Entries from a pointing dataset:
_____
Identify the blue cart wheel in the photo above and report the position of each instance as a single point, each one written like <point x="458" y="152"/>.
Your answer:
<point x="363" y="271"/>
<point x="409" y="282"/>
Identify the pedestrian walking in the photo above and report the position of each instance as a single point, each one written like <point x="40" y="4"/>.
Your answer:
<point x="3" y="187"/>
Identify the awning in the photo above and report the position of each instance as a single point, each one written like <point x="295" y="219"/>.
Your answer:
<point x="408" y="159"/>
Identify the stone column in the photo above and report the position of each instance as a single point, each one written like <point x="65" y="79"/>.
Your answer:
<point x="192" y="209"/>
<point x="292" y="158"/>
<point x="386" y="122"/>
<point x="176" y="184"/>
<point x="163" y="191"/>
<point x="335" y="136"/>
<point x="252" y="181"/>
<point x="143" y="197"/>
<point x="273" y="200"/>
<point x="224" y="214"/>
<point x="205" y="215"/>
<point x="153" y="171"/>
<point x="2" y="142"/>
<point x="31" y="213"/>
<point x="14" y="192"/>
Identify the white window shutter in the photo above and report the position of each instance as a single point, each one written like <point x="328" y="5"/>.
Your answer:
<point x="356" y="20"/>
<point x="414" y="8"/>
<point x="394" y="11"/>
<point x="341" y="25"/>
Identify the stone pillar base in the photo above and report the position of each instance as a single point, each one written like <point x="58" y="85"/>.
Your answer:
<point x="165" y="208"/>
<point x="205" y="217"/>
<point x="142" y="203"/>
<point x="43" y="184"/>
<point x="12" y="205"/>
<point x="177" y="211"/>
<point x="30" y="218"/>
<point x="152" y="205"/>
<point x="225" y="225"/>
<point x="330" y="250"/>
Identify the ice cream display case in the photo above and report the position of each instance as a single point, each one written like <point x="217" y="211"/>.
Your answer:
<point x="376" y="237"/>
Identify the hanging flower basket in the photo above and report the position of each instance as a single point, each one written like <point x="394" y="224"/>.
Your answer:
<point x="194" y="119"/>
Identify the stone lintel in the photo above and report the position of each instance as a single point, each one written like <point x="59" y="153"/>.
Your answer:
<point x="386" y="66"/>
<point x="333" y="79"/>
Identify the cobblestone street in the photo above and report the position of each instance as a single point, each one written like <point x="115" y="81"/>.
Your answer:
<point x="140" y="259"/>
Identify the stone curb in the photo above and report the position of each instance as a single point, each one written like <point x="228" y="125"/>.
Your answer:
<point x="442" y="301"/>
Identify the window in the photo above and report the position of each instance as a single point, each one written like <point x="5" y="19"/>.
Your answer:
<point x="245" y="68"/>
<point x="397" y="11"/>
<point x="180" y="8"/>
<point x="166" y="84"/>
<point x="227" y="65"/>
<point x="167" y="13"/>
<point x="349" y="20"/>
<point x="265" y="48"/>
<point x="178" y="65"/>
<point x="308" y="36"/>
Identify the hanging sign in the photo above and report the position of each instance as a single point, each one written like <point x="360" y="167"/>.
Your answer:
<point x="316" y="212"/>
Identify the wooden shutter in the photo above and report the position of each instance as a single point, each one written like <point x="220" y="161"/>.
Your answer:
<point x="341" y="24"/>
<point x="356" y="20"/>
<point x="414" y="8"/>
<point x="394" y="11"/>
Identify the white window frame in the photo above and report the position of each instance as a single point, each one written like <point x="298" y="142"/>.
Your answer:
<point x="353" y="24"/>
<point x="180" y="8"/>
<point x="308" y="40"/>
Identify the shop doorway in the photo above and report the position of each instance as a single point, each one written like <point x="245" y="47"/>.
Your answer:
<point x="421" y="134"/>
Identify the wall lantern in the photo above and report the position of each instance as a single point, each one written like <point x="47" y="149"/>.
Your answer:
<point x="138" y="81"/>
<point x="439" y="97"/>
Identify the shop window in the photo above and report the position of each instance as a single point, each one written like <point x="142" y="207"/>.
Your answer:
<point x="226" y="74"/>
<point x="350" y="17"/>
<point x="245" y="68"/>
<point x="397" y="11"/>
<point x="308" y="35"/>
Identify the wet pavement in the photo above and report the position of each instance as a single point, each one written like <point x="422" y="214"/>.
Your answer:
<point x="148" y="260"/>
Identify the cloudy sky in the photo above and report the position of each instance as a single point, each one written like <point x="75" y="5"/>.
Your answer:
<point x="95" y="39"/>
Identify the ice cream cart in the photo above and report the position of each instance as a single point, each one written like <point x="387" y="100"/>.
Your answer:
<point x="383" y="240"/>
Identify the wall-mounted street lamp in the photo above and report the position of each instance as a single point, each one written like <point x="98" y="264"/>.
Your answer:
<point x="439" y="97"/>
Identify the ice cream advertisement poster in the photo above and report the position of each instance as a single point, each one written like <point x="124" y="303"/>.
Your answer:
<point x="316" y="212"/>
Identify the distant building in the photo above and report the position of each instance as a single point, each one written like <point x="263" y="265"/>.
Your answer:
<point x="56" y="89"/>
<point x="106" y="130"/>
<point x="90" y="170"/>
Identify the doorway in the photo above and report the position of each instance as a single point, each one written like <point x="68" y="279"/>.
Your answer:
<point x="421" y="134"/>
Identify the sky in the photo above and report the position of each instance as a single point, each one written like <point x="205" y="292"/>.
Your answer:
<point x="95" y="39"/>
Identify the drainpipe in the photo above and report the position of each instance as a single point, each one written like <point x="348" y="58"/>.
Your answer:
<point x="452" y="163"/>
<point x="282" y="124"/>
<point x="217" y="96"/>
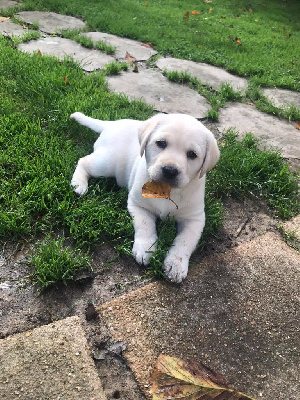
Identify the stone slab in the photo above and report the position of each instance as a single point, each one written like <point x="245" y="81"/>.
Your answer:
<point x="89" y="59"/>
<point x="123" y="45"/>
<point x="238" y="312"/>
<point x="5" y="4"/>
<point x="274" y="132"/>
<point x="283" y="97"/>
<point x="50" y="22"/>
<point x="206" y="73"/>
<point x="8" y="28"/>
<point x="152" y="87"/>
<point x="50" y="362"/>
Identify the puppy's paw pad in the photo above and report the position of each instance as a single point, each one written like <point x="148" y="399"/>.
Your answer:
<point x="77" y="116"/>
<point x="176" y="269"/>
<point x="142" y="252"/>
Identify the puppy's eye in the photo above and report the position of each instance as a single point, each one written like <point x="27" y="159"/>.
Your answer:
<point x="191" y="155"/>
<point x="162" y="144"/>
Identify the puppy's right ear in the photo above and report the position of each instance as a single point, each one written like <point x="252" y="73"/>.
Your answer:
<point x="146" y="130"/>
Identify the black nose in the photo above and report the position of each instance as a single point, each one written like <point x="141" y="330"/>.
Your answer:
<point x="170" y="172"/>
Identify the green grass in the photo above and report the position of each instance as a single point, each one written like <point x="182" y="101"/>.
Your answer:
<point x="55" y="263"/>
<point x="269" y="31"/>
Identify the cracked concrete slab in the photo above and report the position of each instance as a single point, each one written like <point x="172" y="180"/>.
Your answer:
<point x="123" y="45"/>
<point x="50" y="362"/>
<point x="8" y="28"/>
<point x="155" y="89"/>
<point x="89" y="59"/>
<point x="237" y="312"/>
<point x="5" y="4"/>
<point x="214" y="76"/>
<point x="273" y="132"/>
<point x="282" y="97"/>
<point x="50" y="22"/>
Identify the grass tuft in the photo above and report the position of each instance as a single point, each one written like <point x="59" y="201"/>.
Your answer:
<point x="55" y="263"/>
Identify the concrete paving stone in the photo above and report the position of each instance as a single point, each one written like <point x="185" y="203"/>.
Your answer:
<point x="206" y="73"/>
<point x="5" y="4"/>
<point x="50" y="22"/>
<point x="155" y="89"/>
<point x="282" y="97"/>
<point x="89" y="59"/>
<point x="274" y="132"/>
<point x="238" y="312"/>
<point x="123" y="45"/>
<point x="50" y="362"/>
<point x="8" y="28"/>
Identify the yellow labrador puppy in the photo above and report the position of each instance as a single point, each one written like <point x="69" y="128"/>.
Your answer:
<point x="174" y="148"/>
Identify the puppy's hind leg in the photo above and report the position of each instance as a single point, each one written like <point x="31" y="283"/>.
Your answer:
<point x="95" y="124"/>
<point x="97" y="164"/>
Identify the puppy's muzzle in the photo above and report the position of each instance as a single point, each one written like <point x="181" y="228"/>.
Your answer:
<point x="169" y="172"/>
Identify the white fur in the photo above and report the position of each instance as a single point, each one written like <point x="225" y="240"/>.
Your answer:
<point x="128" y="151"/>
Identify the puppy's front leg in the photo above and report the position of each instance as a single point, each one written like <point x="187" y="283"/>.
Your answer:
<point x="177" y="260"/>
<point x="145" y="236"/>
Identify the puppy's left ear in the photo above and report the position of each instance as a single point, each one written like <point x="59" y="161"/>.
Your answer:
<point x="145" y="131"/>
<point x="211" y="157"/>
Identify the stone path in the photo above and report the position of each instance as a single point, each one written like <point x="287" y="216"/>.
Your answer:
<point x="238" y="311"/>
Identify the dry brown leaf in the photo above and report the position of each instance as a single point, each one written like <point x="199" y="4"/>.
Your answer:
<point x="147" y="44"/>
<point x="157" y="190"/>
<point x="173" y="378"/>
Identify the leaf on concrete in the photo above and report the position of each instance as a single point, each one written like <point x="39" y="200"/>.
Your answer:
<point x="173" y="378"/>
<point x="147" y="44"/>
<point x="129" y="58"/>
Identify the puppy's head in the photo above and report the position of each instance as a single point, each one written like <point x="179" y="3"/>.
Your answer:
<point x="178" y="148"/>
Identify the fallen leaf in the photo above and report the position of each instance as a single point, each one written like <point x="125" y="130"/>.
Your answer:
<point x="90" y="312"/>
<point x="173" y="378"/>
<point x="129" y="58"/>
<point x="157" y="190"/>
<point x="147" y="44"/>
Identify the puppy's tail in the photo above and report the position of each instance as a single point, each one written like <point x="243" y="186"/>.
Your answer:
<point x="95" y="124"/>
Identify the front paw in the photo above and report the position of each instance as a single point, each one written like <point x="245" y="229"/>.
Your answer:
<point x="143" y="250"/>
<point x="176" y="267"/>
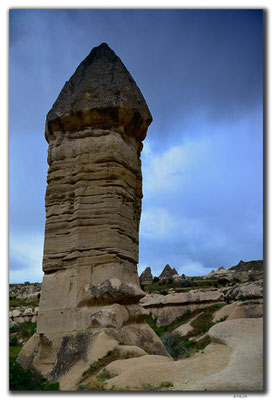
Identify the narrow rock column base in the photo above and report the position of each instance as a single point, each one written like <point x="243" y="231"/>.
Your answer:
<point x="64" y="356"/>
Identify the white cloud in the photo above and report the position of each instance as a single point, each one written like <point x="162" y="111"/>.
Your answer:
<point x="156" y="223"/>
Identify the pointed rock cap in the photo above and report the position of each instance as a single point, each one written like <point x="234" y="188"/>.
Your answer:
<point x="100" y="94"/>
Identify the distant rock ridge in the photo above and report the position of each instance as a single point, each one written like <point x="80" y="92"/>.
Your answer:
<point x="90" y="291"/>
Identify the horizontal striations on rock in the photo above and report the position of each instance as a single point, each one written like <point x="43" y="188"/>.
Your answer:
<point x="102" y="94"/>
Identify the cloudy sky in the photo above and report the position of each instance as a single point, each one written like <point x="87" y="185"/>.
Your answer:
<point x="200" y="72"/>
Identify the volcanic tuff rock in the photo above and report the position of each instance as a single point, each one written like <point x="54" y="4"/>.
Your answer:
<point x="254" y="265"/>
<point x="249" y="290"/>
<point x="146" y="277"/>
<point x="168" y="272"/>
<point x="167" y="308"/>
<point x="232" y="362"/>
<point x="93" y="206"/>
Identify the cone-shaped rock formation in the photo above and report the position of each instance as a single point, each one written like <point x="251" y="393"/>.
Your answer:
<point x="90" y="290"/>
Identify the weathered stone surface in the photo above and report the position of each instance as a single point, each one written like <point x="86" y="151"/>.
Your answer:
<point x="102" y="94"/>
<point x="254" y="265"/>
<point x="168" y="272"/>
<point x="219" y="271"/>
<point x="146" y="277"/>
<point x="24" y="289"/>
<point x="93" y="206"/>
<point x="167" y="308"/>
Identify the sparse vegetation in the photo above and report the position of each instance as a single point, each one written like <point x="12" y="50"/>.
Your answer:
<point x="174" y="345"/>
<point x="96" y="376"/>
<point x="27" y="380"/>
<point x="32" y="301"/>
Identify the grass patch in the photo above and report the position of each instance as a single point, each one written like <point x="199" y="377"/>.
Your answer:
<point x="23" y="302"/>
<point x="183" y="346"/>
<point x="152" y="388"/>
<point x="24" y="330"/>
<point x="96" y="376"/>
<point x="14" y="351"/>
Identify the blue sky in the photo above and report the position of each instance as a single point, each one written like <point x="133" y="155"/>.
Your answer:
<point x="200" y="72"/>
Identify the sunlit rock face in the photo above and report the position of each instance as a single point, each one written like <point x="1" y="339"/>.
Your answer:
<point x="93" y="206"/>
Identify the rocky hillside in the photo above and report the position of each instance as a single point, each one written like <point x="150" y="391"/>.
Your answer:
<point x="24" y="289"/>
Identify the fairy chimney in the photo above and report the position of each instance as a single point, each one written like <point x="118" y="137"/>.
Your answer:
<point x="90" y="289"/>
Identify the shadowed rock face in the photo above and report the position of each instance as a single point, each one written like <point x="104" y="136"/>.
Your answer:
<point x="93" y="207"/>
<point x="168" y="272"/>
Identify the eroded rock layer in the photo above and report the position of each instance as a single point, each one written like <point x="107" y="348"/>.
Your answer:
<point x="93" y="206"/>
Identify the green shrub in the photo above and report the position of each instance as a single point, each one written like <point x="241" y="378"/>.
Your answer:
<point x="223" y="281"/>
<point x="13" y="341"/>
<point x="173" y="345"/>
<point x="187" y="283"/>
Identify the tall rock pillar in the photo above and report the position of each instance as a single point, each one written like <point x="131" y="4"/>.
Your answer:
<point x="93" y="206"/>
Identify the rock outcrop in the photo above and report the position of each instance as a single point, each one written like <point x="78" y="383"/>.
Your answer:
<point x="19" y="316"/>
<point x="220" y="271"/>
<point x="165" y="309"/>
<point x="24" y="289"/>
<point x="248" y="290"/>
<point x="93" y="206"/>
<point x="254" y="265"/>
<point x="146" y="277"/>
<point x="168" y="272"/>
<point x="232" y="362"/>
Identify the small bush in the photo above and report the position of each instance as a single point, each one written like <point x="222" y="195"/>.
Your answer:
<point x="13" y="341"/>
<point x="187" y="283"/>
<point x="223" y="281"/>
<point x="20" y="379"/>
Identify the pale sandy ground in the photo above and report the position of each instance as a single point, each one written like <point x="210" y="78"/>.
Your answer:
<point x="185" y="328"/>
<point x="233" y="361"/>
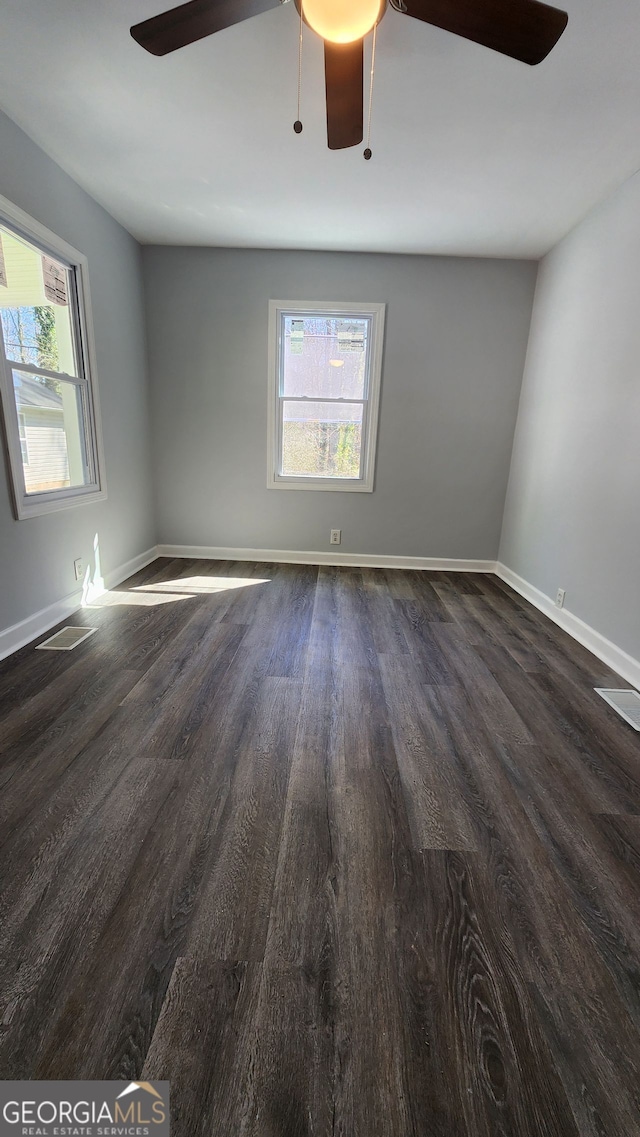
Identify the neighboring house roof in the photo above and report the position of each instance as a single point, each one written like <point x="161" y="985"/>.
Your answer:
<point x="32" y="393"/>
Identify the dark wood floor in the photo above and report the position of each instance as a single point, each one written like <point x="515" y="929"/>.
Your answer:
<point x="340" y="852"/>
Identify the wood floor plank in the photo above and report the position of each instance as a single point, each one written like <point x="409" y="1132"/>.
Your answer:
<point x="338" y="852"/>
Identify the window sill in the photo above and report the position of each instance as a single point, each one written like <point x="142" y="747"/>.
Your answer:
<point x="28" y="507"/>
<point x="331" y="484"/>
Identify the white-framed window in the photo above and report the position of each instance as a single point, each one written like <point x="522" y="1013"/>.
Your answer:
<point x="325" y="365"/>
<point x="48" y="384"/>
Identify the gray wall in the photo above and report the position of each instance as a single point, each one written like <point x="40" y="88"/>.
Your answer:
<point x="572" y="516"/>
<point x="36" y="555"/>
<point x="455" y="347"/>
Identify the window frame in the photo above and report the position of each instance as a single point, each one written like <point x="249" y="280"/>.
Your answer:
<point x="375" y="313"/>
<point x="30" y="505"/>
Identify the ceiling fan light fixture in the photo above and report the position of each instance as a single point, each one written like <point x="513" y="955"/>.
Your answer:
<point x="341" y="21"/>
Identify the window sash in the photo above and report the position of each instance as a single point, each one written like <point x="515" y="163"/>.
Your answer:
<point x="374" y="316"/>
<point x="31" y="504"/>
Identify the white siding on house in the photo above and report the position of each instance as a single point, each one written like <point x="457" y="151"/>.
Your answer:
<point x="47" y="450"/>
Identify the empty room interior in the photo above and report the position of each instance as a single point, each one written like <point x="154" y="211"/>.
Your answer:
<point x="320" y="566"/>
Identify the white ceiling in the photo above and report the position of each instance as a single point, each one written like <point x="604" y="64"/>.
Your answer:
<point x="473" y="154"/>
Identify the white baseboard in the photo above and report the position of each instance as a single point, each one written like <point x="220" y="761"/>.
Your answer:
<point x="614" y="656"/>
<point x="22" y="633"/>
<point x="300" y="557"/>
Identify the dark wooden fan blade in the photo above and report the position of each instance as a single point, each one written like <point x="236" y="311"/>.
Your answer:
<point x="343" y="72"/>
<point x="521" y="28"/>
<point x="193" y="21"/>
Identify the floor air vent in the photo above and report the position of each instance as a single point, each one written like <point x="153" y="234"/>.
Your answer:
<point x="625" y="703"/>
<point x="66" y="639"/>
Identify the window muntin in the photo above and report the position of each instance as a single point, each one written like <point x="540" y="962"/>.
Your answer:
<point x="324" y="395"/>
<point x="48" y="400"/>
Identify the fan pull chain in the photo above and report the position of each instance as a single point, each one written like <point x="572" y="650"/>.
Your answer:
<point x="298" y="124"/>
<point x="367" y="151"/>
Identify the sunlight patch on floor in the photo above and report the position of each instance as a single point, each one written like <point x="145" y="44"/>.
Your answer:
<point x="149" y="599"/>
<point x="199" y="584"/>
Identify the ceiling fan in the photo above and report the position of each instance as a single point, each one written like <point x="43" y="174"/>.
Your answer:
<point x="524" y="30"/>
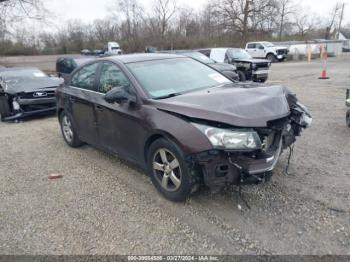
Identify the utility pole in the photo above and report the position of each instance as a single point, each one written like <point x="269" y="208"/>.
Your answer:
<point x="341" y="19"/>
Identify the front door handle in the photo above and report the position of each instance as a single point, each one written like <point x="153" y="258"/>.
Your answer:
<point x="99" y="108"/>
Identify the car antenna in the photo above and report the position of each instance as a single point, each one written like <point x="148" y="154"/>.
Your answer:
<point x="291" y="150"/>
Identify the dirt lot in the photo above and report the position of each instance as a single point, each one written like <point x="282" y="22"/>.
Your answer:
<point x="103" y="205"/>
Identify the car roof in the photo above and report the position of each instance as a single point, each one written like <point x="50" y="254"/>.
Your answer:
<point x="4" y="69"/>
<point x="142" y="57"/>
_____
Output only the lines from the one holding "Identify the car antenna" through the last line above, exactly as they appear.

Response:
Identify the car antenna in the photo above and report the position of each instance as a single point, each one written like <point x="148" y="154"/>.
Your answer:
<point x="291" y="150"/>
Identify the dirt lot in the photo above and report the position of each instance as a single point, each one written like <point x="282" y="22"/>.
Your answer:
<point x="103" y="205"/>
Identify the car roof in the photo above and report the position of each instance as a single point, each one written like <point x="50" y="254"/>.
Your answer:
<point x="4" y="69"/>
<point x="142" y="57"/>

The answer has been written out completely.